**YOUR GOAL**
Pull out every line in the data below that contains the string "green". Matching is case-sensitive.

**SUPPLIED RECORDS**

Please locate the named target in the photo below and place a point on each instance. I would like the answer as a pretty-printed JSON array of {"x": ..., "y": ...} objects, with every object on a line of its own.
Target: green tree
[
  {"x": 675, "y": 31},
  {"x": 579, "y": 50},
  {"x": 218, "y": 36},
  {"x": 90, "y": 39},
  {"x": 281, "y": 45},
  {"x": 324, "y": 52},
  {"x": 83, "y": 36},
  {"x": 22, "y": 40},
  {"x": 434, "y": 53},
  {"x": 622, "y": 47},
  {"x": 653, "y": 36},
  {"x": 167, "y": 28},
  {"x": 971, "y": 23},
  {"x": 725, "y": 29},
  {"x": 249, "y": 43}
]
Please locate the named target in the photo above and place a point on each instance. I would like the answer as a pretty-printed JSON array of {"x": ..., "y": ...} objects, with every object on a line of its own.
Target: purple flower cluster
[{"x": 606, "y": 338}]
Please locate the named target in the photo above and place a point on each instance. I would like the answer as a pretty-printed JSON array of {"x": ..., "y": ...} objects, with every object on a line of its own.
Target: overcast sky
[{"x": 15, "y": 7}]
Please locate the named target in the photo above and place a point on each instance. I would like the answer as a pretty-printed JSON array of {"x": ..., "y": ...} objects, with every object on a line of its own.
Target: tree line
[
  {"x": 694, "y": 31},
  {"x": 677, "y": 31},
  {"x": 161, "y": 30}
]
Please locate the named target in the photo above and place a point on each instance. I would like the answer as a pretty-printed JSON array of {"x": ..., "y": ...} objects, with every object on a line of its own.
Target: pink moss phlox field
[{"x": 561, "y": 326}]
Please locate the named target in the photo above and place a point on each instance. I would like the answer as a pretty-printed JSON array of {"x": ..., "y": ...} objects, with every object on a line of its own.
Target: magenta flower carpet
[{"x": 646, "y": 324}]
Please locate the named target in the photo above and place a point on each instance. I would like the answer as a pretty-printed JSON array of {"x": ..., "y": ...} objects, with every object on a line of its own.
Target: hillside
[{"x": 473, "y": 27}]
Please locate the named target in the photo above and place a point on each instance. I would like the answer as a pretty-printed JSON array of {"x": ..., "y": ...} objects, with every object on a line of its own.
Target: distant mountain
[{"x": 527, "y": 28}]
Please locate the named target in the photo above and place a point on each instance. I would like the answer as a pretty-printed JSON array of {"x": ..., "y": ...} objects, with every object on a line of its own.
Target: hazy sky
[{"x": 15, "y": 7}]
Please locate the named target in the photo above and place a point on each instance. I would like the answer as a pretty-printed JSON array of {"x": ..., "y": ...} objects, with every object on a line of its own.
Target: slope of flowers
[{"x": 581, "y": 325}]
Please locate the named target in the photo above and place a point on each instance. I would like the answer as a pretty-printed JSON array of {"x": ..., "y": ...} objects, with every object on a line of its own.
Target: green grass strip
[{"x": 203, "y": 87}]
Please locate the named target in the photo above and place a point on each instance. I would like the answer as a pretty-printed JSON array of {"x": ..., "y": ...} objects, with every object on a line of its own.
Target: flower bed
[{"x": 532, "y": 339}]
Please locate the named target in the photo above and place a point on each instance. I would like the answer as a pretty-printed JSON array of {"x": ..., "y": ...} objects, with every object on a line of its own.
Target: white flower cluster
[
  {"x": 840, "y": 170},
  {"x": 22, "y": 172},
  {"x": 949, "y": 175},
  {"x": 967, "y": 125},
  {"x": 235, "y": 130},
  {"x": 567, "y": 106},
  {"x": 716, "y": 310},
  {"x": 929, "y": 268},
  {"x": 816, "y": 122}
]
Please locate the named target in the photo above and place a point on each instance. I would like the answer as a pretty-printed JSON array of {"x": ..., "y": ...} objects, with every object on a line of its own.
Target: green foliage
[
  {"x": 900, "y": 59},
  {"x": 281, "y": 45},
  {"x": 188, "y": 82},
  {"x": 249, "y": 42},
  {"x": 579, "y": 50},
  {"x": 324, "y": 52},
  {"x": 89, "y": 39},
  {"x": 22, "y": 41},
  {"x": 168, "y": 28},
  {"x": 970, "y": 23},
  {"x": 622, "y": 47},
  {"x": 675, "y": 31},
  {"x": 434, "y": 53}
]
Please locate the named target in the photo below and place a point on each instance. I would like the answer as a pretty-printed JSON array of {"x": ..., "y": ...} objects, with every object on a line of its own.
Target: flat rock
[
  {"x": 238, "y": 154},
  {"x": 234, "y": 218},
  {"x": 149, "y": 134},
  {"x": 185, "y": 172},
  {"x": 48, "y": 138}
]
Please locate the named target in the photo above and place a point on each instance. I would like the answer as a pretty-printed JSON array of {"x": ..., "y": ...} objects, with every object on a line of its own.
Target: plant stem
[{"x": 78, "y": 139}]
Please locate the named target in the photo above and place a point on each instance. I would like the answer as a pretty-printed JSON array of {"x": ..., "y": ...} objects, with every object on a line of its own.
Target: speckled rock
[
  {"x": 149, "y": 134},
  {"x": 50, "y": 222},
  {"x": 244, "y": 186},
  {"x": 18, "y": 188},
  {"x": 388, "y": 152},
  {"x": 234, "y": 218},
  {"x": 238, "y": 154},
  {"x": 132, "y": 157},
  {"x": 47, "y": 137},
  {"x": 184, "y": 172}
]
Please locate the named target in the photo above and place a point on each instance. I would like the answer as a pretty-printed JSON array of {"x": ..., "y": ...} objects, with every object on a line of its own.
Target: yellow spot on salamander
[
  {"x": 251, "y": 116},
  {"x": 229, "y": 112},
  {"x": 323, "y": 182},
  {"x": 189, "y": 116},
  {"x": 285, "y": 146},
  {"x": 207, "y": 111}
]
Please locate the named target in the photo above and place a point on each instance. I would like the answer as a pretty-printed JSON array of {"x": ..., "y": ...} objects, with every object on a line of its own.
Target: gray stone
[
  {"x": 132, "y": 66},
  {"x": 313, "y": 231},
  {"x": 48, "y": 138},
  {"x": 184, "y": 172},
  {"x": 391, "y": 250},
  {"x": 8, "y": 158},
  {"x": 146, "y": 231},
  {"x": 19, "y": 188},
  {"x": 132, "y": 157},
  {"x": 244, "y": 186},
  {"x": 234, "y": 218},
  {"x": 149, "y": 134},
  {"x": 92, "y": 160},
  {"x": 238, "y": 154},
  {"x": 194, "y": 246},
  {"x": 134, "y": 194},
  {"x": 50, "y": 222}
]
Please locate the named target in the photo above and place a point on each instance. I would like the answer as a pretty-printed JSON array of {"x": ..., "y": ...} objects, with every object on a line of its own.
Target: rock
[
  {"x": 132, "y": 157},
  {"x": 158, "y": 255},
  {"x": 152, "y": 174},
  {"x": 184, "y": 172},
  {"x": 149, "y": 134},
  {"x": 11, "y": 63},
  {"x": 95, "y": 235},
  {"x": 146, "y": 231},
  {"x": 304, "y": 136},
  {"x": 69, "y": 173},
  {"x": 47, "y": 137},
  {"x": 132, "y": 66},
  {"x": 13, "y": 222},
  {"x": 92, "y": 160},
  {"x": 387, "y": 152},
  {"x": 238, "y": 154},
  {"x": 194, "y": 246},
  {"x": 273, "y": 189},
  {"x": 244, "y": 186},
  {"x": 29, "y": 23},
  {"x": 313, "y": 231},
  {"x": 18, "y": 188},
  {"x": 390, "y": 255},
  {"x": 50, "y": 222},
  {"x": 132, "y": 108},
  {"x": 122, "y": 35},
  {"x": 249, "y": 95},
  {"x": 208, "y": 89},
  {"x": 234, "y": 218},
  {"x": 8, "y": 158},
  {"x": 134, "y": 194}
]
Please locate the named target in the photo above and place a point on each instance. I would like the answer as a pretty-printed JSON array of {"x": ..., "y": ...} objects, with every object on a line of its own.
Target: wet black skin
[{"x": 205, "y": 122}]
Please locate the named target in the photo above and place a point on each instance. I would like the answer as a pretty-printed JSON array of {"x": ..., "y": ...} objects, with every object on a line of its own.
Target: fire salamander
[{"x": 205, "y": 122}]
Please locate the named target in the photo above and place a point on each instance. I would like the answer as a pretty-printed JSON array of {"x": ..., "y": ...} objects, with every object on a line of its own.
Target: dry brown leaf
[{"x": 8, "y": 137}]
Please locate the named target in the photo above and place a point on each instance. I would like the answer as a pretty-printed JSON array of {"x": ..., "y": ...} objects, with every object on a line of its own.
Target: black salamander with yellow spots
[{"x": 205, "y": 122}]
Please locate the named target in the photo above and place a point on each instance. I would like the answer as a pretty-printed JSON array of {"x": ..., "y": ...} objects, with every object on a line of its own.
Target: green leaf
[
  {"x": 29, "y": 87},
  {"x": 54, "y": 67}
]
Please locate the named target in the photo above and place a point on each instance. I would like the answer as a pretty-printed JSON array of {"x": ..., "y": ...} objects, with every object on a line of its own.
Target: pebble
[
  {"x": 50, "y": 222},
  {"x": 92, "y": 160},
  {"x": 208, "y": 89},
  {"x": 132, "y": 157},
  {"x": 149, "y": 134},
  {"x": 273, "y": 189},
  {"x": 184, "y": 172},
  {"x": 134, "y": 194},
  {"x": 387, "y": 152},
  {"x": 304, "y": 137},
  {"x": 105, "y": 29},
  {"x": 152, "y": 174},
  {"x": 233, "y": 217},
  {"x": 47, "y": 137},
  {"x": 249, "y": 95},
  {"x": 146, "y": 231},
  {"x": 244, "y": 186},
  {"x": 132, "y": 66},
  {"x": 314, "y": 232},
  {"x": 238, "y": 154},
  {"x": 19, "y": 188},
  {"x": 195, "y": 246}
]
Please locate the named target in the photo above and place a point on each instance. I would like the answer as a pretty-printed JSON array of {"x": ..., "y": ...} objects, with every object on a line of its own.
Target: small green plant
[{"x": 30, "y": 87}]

**RESPONSE**
Target: green tree
Target: green grass strip
Target: green foliage
Target: green leaf
Target: small green plant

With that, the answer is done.